### REQUIREMENT:
If a line of the records contains the string "target", copy it out.

(Photo-based referring expression data)
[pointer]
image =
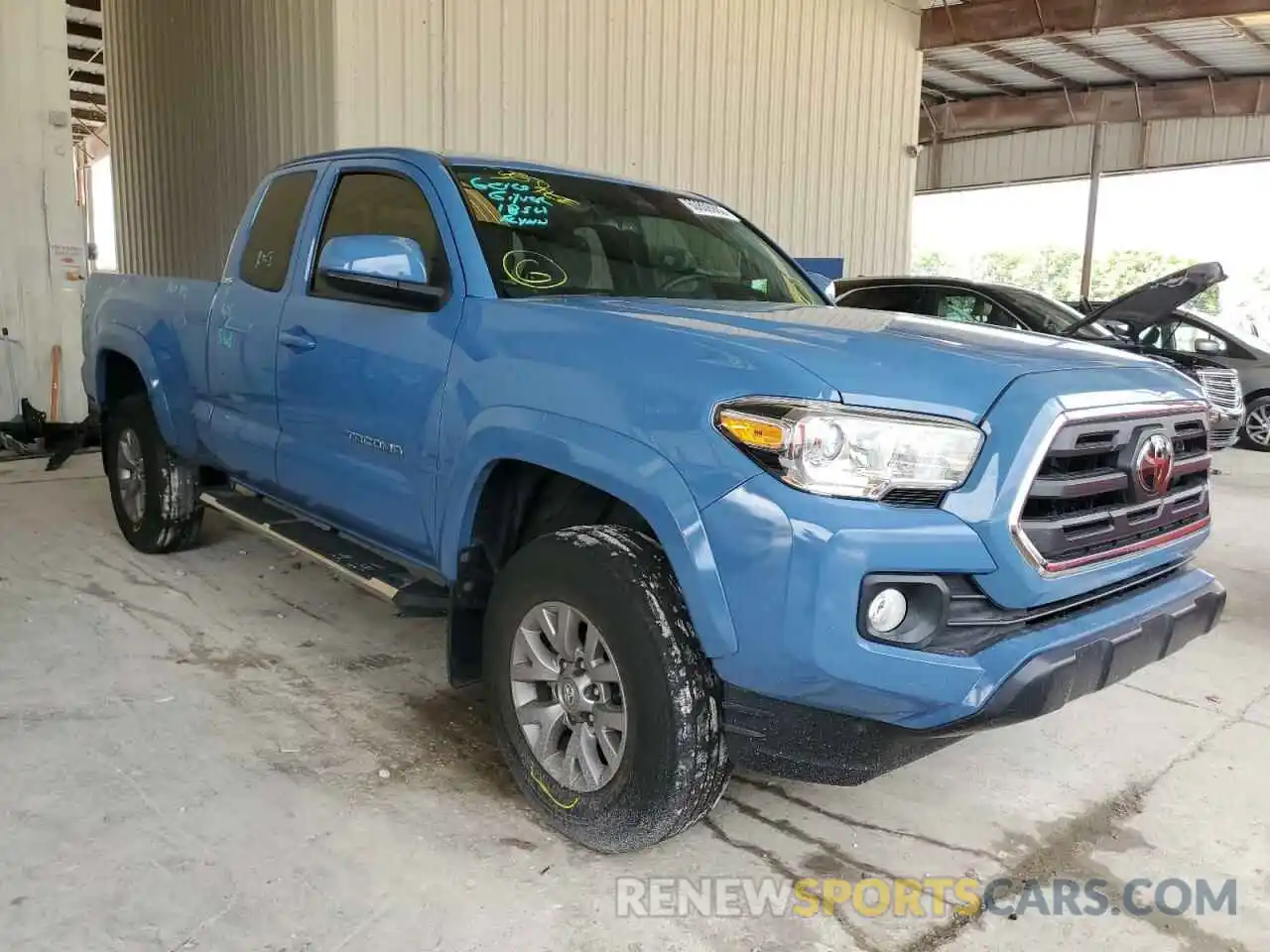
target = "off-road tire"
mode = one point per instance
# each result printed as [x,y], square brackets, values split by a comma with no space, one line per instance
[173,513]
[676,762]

==

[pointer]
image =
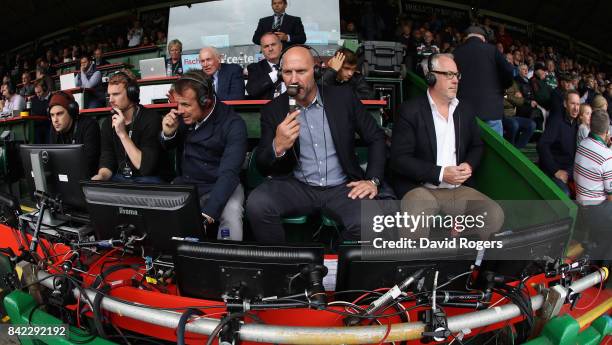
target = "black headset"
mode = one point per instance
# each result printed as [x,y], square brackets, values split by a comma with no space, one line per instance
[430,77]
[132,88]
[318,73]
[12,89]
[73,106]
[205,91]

### SOLUTION TO THIS PROBLEM:
target = "off-road tire"
target = "black headset"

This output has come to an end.